[BEGIN Record excerpts]
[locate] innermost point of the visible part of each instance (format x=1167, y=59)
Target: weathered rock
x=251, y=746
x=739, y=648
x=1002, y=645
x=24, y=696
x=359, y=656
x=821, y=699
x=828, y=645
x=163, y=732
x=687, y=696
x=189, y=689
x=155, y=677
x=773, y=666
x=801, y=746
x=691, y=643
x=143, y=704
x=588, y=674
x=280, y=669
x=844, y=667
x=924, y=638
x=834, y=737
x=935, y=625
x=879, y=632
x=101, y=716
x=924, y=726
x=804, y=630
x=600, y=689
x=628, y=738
[END Record excerpts]
Rewrite all of the material above as a numbered list, one line per item, leaving out any blank lines.

1. [locate] innermost point of the visible part of each instance (format x=1167, y=59)
2. Target: weathered rock
3. x=251, y=746
4. x=739, y=648
5. x=1002, y=645
6. x=24, y=696
7. x=359, y=656
8. x=821, y=699
9. x=828, y=645
10. x=163, y=732
11. x=687, y=696
12. x=189, y=689
13. x=155, y=677
14. x=773, y=666
15. x=801, y=746
16. x=691, y=643
17. x=143, y=704
18. x=588, y=674
19. x=280, y=669
20. x=844, y=667
21. x=924, y=638
22. x=834, y=737
23. x=935, y=625
24. x=879, y=632
25. x=101, y=716
26. x=924, y=726
27. x=804, y=630
28. x=600, y=689
29. x=628, y=738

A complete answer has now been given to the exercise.